▶ [Written instruction]: Copy the stretch of material from its start through the line containing "<point>163,126</point>" word for word, including both ends, and omit the pictures.

▶ [Data for the task]:
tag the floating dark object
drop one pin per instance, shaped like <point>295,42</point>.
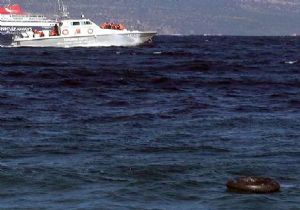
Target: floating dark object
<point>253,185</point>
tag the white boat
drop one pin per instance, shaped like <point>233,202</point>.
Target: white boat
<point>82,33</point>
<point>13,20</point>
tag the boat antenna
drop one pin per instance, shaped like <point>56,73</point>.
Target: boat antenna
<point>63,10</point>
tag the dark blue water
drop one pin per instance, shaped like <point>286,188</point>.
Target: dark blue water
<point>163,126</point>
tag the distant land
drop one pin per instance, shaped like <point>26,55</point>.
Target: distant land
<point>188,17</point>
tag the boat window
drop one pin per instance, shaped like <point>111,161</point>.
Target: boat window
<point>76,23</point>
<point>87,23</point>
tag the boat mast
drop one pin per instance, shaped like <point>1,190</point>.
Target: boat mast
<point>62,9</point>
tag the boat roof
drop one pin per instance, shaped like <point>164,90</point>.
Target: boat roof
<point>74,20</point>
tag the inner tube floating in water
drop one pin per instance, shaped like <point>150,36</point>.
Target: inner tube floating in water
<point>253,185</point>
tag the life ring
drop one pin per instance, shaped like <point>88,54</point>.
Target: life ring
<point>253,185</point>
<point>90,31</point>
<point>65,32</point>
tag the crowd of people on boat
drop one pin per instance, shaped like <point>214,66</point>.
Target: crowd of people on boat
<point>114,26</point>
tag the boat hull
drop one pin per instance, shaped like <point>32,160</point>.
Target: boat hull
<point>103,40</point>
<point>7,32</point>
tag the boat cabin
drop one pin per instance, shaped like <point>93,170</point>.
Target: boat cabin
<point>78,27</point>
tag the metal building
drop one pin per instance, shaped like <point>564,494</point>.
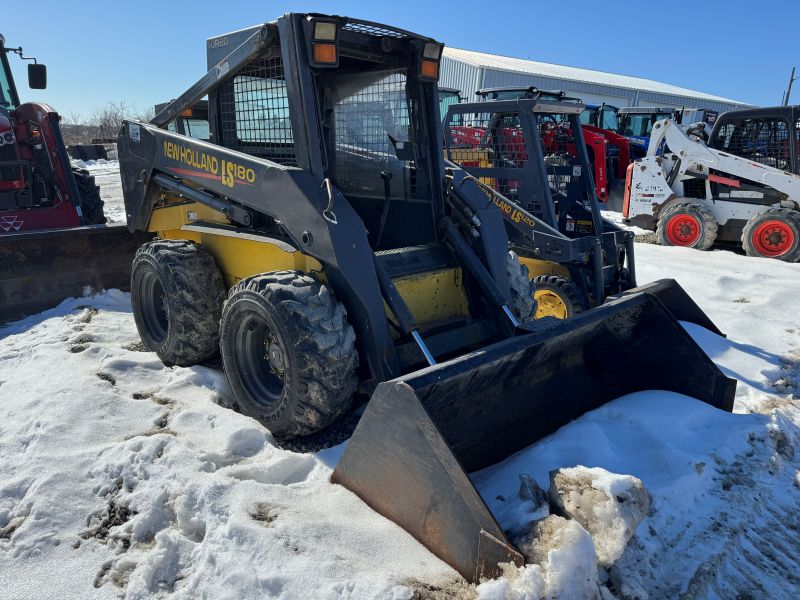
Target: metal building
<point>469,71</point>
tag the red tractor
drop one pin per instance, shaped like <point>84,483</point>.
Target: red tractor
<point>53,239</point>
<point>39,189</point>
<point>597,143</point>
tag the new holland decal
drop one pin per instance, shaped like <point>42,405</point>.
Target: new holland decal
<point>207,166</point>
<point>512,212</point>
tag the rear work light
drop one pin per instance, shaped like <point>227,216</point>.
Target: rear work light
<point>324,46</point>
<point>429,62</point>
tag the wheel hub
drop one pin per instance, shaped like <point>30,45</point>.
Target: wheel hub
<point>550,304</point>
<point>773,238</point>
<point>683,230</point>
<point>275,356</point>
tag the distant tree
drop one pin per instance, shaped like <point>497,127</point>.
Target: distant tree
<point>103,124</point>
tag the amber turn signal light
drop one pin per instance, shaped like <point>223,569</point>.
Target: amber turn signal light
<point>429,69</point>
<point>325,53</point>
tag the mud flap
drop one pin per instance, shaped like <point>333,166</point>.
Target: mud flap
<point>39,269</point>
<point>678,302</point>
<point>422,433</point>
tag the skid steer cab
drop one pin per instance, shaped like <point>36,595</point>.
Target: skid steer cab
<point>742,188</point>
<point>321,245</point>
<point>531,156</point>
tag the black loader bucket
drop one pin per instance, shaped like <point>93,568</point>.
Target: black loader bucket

▶ [The answer]:
tag the floating dark object
drop one pin per instance, shaped like <point>295,42</point>.
Target: floating dark object
<point>253,185</point>
tag the white boat
drop one pin per instance, shaped like <point>233,202</point>.
Target: white boat
<point>82,33</point>
<point>13,20</point>
tag the boat antenna
drop one pin per instance, shaped like <point>56,73</point>.
Target: boat antenna
<point>63,10</point>
tag the dark blue water
drop one pin per instance, shaped like <point>286,188</point>.
Target: dark blue water
<point>163,126</point>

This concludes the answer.